* [WORK ORDER]:
When you transcribe the entries, reproduce every character and exclude the images.

* [Saved data entries]:
○ ○ ○ ○ ○ ○ ○
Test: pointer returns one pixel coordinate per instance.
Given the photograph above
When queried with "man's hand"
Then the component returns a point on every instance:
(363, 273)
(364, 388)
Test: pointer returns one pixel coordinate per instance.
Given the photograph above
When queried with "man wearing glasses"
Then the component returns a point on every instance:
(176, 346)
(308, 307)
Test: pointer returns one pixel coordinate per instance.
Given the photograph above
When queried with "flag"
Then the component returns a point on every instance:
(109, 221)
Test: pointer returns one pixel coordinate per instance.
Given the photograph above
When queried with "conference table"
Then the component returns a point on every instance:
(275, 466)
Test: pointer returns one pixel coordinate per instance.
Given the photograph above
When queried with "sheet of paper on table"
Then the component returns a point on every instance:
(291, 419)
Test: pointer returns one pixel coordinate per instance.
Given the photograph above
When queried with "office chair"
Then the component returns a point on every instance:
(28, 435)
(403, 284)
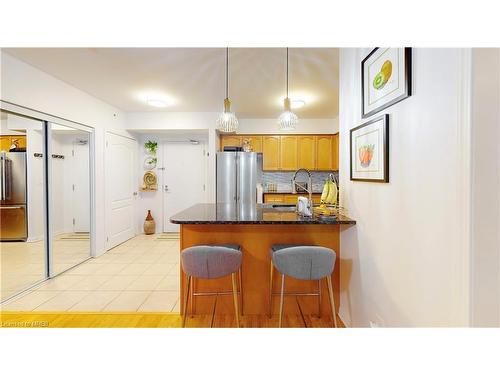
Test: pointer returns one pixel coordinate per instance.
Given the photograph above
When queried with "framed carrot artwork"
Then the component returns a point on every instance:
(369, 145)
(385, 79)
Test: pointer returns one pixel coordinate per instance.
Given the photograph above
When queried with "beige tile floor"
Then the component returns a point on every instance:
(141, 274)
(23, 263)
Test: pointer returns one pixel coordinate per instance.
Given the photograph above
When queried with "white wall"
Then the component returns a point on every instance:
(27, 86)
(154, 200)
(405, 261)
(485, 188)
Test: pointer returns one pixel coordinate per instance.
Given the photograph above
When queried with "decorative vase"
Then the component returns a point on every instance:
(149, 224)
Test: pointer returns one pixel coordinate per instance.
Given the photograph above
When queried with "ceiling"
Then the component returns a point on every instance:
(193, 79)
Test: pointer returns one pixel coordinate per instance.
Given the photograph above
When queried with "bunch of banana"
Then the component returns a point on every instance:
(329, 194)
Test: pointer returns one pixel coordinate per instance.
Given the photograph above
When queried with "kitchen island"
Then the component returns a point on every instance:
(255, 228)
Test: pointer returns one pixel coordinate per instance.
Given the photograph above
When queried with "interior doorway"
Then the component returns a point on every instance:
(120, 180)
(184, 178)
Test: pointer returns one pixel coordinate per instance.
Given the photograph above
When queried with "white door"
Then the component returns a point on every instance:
○ ○ ○ ○ ○ ○ ○
* [RESPONSE TO THIS EXERCISE]:
Test: pointer returns one pixel coordinate per instance.
Given the photograph above
When queried with "man's hand"
Then the component returns a point on every instance:
(363, 273)
(364, 388)
Test: pointer returns one pixel coordinate per instance.
Given the photograph above
When queried with "man wearing glasses"
Then the component returns a point on every instance:
(176, 346)
(308, 307)
Test: pointer returns one pixel coordinate per instance.
Given the photograph above
When queried with "flag"
Then the component returns a point on every instance:
(109, 221)
Test: pointer returns one pixel coordinate per instance.
Given the photograph above
When queried with "conference table"
Then the component returns a point on every instance:
(275, 466)
Test: pointer returns one pixel coordinate per instance.
Given the photograph above
When queried with "sheet of paper on table"
Then the component returns a point on every instance:
(291, 419)
Test: pointer returns one pixel coordinate per instance.
Given the photograph above
When queried with "office chair"
Then the component returns a point on every instance:
(28, 435)
(403, 284)
Test: pointer returns one pixel coordinate per instance.
Given the photograph above
When queried with "framed carrot artwork"
Then the component returns a point on every instance:
(369, 145)
(385, 79)
Test: pointer returns one pixel coordinate per instance.
Given the photograph above
When queried with "beige tile floor"
Then the component returns a point on every instance:
(141, 274)
(23, 263)
Test: pointer returns one pixel coordinate per instance.
Given the photograph above
When queried with "white wall"
Then the component returns a point on every instance:
(27, 86)
(154, 200)
(405, 261)
(485, 188)
Test: pointer returns one pixel coordinate per instance.
Given the photograph above
When queried with "decorative vase"
Then the component returns a point on every instance:
(149, 224)
Test: pointer returns one pixel coordinate per instance.
Given the photograph above
When queried with "ceiling"
Then the component returns a point on every instance:
(193, 79)
Test: pointer returns one pixel coordinate per instance.
Given the photograph above
When queried with "bunch of banana"
Then the component returns a point on every instance:
(329, 194)
Test: pointer returns one pixel coordinate per instance.
Given the photograph above
When queried with "kitchen island"
Then the component returns a point on every instance:
(255, 228)
Test: pointer returns one pixel coordinate per instance.
Given the photograph above
When queried with "interior doorway"
Then the component returns a point on every instance:
(120, 180)
(184, 178)
Test: pointer returns one pixel coordinate per instance.
Given the photograph above
When queried with "white door"
Then the component returns a point on every instance:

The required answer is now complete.